Stand and Be Counted

Posted by Nick Sieger Thu, 30 Apr 2009 03:07:47 GMT

From _why’s constructive post entitled “A Selection Of Thoughts From Actual Women”:

Noirin Plunkett: (Regarding Mike Gunderloy’s decision to leave the Rails team.) It seems like so often in these things, even the “good guys” just tsk-tsk and shake their heads, without being willing to stand up and be counted. Actions speak louder than words...

I don’t like to use this blog as a soapbox for non-technical content, but I too have been conflicted over the past week. So I’m standing up to be counted. As a father of two girls who are starting to show an interest in computing, I consider it my obligation. If you agree with me, I hope you will do so as well by posting a brief statement on your own blogs. If you do, send me a link and I’ll link to you from here. So here’s my statement:

I want the Ruby, Rails, open source, and web development communities to be a dignified, respectful, inclusive, and welcoming place. Acts like putting questionable imagery in a conference talk are regrettable and harmful to those aims. We’ve all been witnesses to off-color jokes, misogynistic back channel chatter and unnecessary, trolling comments. I pledge to do better to stand up and call this behavior out when I see it in conferences, online and other public settings. I don’t expect it to go away but I’m not going to tacitly condone it any longer.

- **WRITTEN TASK**
In the blog post, what does the author give as the reason he considers standing up to be counted his obligation?

- **AVAILABLE DATA**
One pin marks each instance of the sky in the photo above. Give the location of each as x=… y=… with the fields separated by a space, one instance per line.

- **SOLUTION FOR THIS PROBLEM**
He is the father of two girls who are starting to show an interest in computing.